- **Задание 1**: Перепишите фрагмент интервью о моде от слов «Мне нравится то, что» до слов «в Большом театре?», заменив «Карден» на «Диор».

Мне нравится то, что делала Шанель, и еще более то, что делал и делает Карден. Он шил и для меня. Некоторые из платьев я отдала сейчас в коллекцию художника и историка моды Саши Васильева. Он делает очень хорошее дело: прививает людям вкус, выпустил сейчас прекрасную книгу – об истории русской моды.
+– В нее попала и Лиля Брик, с который вы были хорошо знакомы.
– Ну, она особенно модной не была. Носила то, что ей привозила ее сестра из Парижа.
+– Я знаю, что вы в Париже встречались с Дали…
– Да. Он был большой мастер эпатажа. И этим также стяжал себе славу. А вы думаете, у нас таких не было в Большом театре?
+– Кто же?

- **Представленные данные**:
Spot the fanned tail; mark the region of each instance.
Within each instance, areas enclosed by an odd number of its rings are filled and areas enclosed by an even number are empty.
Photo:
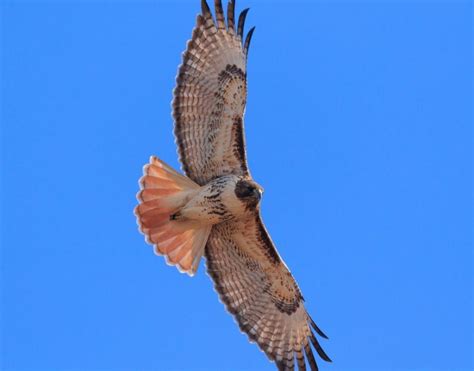
[[[204,253],[210,226],[193,221],[171,220],[199,192],[199,185],[181,175],[155,156],[143,167],[140,178],[140,204],[134,212],[146,241],[155,253],[181,272],[194,275]]]

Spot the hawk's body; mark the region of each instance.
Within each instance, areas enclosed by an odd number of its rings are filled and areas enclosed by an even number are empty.
[[[229,2],[227,25],[220,0],[216,21],[202,14],[183,55],[174,91],[173,117],[187,177],[152,157],[141,178],[136,214],[147,241],[181,271],[194,274],[203,255],[226,308],[242,331],[279,369],[317,369],[310,344],[326,361],[293,276],[260,217],[262,189],[250,176],[243,115],[247,10],[237,24]]]

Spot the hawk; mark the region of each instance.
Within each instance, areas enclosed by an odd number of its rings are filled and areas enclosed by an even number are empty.
[[[240,329],[279,370],[317,370],[312,347],[331,360],[314,332],[301,291],[260,216],[263,189],[246,160],[243,116],[248,9],[235,21],[231,0],[215,18],[205,0],[183,53],[173,92],[174,134],[186,176],[152,156],[143,168],[135,208],[156,254],[194,275],[201,257]],[[306,357],[306,361],[305,361]]]

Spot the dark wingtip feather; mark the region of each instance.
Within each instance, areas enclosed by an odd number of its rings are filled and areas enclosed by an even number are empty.
[[[222,1],[214,0],[214,8],[216,9],[216,20],[219,28],[225,28],[224,9],[222,9]]]
[[[247,17],[247,13],[249,12],[250,8],[242,10],[239,15],[239,24],[237,26],[237,34],[243,38],[244,37],[244,25],[245,25],[245,18]]]
[[[314,323],[313,319],[309,317],[309,321],[311,323],[311,327],[314,328],[314,330],[318,333],[319,336],[329,339],[324,332],[321,331],[321,329]]]
[[[314,336],[313,333],[311,333],[311,336],[309,337],[311,340],[311,343],[314,346],[314,349],[316,349],[316,352],[318,352],[319,356],[324,359],[326,362],[332,362],[331,358],[328,357],[328,355],[324,352],[323,348],[321,348],[321,345],[319,345],[318,339],[316,339],[316,336]]]
[[[227,3],[227,28],[232,29],[235,32],[234,13],[235,1],[229,0]]]
[[[245,38],[245,44],[244,44],[244,53],[247,54],[250,46],[250,41],[252,40],[252,35],[253,31],[255,31],[255,26],[253,26],[249,33],[247,34],[247,37]]]
[[[314,359],[313,351],[311,350],[311,347],[309,346],[309,343],[306,343],[304,346],[304,352],[306,354],[306,359],[308,360],[309,367],[311,368],[311,371],[318,371],[318,364],[316,363],[316,360]]]
[[[201,12],[202,15],[206,18],[212,17],[211,9],[209,8],[209,5],[207,4],[206,0],[201,0]]]

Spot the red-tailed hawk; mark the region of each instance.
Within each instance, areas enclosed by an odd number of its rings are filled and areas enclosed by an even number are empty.
[[[260,217],[262,188],[247,167],[243,116],[247,97],[244,39],[248,9],[227,22],[220,0],[215,19],[205,0],[179,67],[173,99],[174,133],[186,176],[156,157],[144,167],[141,232],[169,264],[193,275],[204,255],[207,271],[240,329],[280,370],[317,370],[311,346],[326,335],[304,307],[293,276]]]

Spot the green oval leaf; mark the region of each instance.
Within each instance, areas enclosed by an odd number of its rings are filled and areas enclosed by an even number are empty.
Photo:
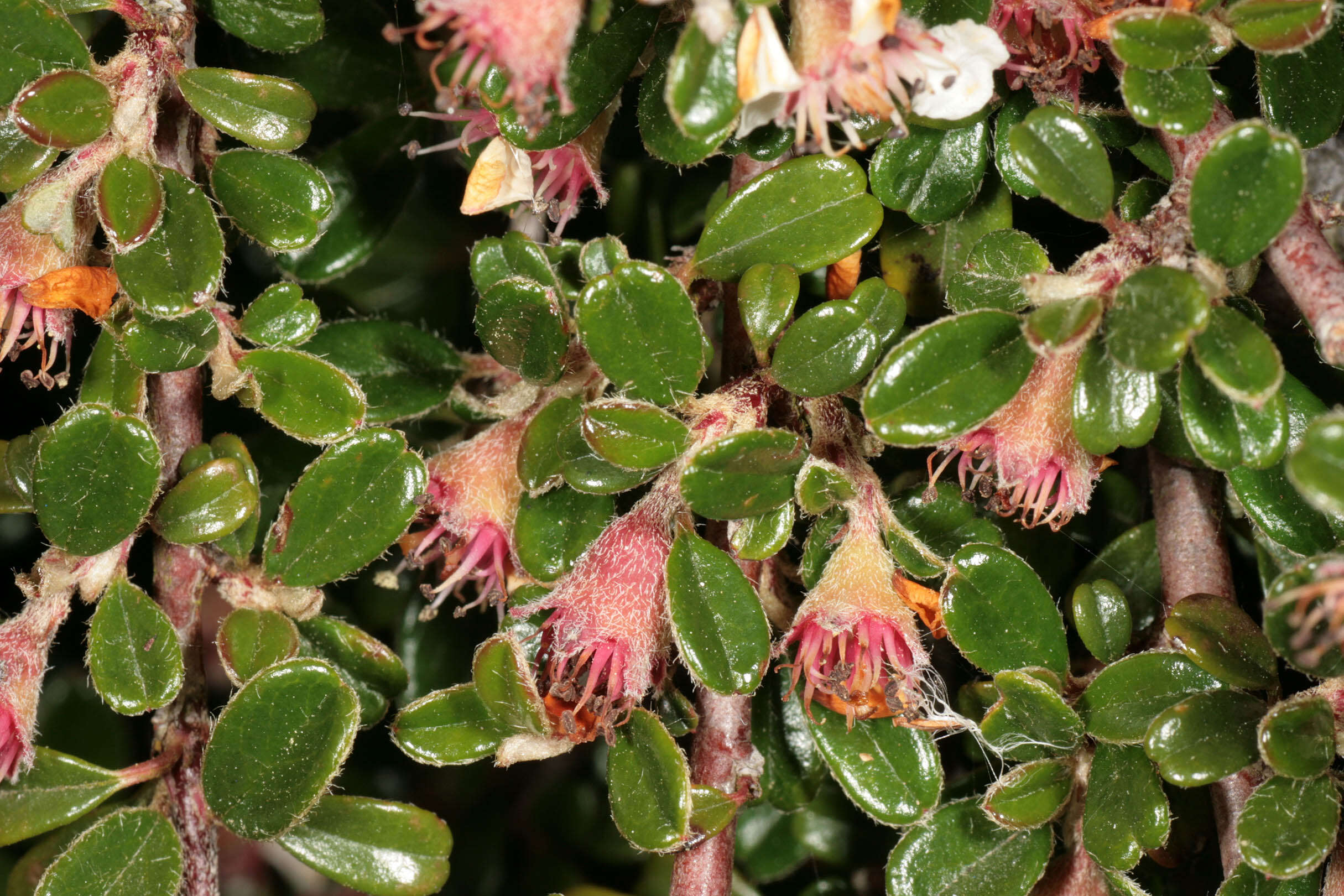
[[[153,809],[124,809],[98,821],[51,862],[36,896],[173,896],[181,841]]]
[[[727,553],[695,532],[672,543],[668,613],[681,661],[715,693],[751,693],[770,660],[770,623]]]
[[[425,482],[401,433],[364,430],[332,445],[285,497],[266,535],[266,572],[292,587],[355,572],[406,532]]]
[[[630,711],[616,729],[606,786],[612,819],[634,846],[668,852],[681,845],[691,825],[691,771],[681,748],[648,709]]]
[[[140,528],[159,489],[159,443],[144,420],[77,404],[51,424],[32,467],[32,505],[51,544],[90,556]]]
[[[1023,896],[1046,872],[1048,827],[1004,830],[973,799],[948,803],[911,827],[887,860],[890,896]]]
[[[1042,106],[1012,126],[1008,146],[1027,179],[1070,215],[1101,220],[1110,211],[1106,149],[1078,116]]]
[[[1238,122],[1214,141],[1195,171],[1189,188],[1195,249],[1224,267],[1250,261],[1284,230],[1301,196],[1297,142],[1258,121]]]
[[[89,621],[89,674],[103,703],[124,716],[167,705],[181,688],[181,645],[149,595],[118,578]]]
[[[301,823],[355,743],[359,700],[321,660],[263,669],[224,707],[206,748],[202,790],[239,837],[273,840]]]
[[[298,149],[317,114],[310,93],[270,75],[188,69],[177,75],[177,87],[202,118],[258,149]]]
[[[952,556],[942,588],[948,635],[973,664],[995,673],[1068,669],[1064,622],[1046,586],[1007,548],[968,544]]]
[[[738,279],[767,262],[800,273],[837,262],[872,239],[882,203],[848,156],[804,156],[753,177],[710,216],[695,266],[711,279]]]
[[[434,813],[368,797],[323,797],[280,845],[372,896],[427,896],[448,881],[453,834]]]
[[[695,305],[663,267],[624,262],[590,281],[575,306],[579,336],[620,390],[676,404],[704,372]]]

- **Задание 2**: Извлеките из приведенных выше строк все, где встречается слово «hawk».

- **Решение задачи 1**:
Мне нравится то, что делала Шанель, и еще более то, что делал и делает Диор. Он шил и для меня. Некоторые из платьев я отдала сейчас в коллекцию художника и историка моды Саши Васильева. Он делает очень хорошее дело: прививает людям вкус, выпустил сейчас прекрасную книгу – об истории русской моды.
+– В нее попала и Лиля Брик, с который вы были хорошо знакомы.
– Ну, она особенно модной не была. Носила то, что ей привозила ее сестра из Парижа.
+– Я знаю, что вы в Париже встречались с Дали…
– Да. Он был большой мастер эпатажа. И этим также стяжал себе славу. А вы думаете, у нас таких не было в Большом театре?

- **Решение задачи 2**:
Spot the hawk's body; mark the region of each instance.
Spot the hawk; mark the region of each instance.
Spot the red-tailed hawk; mark the region of each instance.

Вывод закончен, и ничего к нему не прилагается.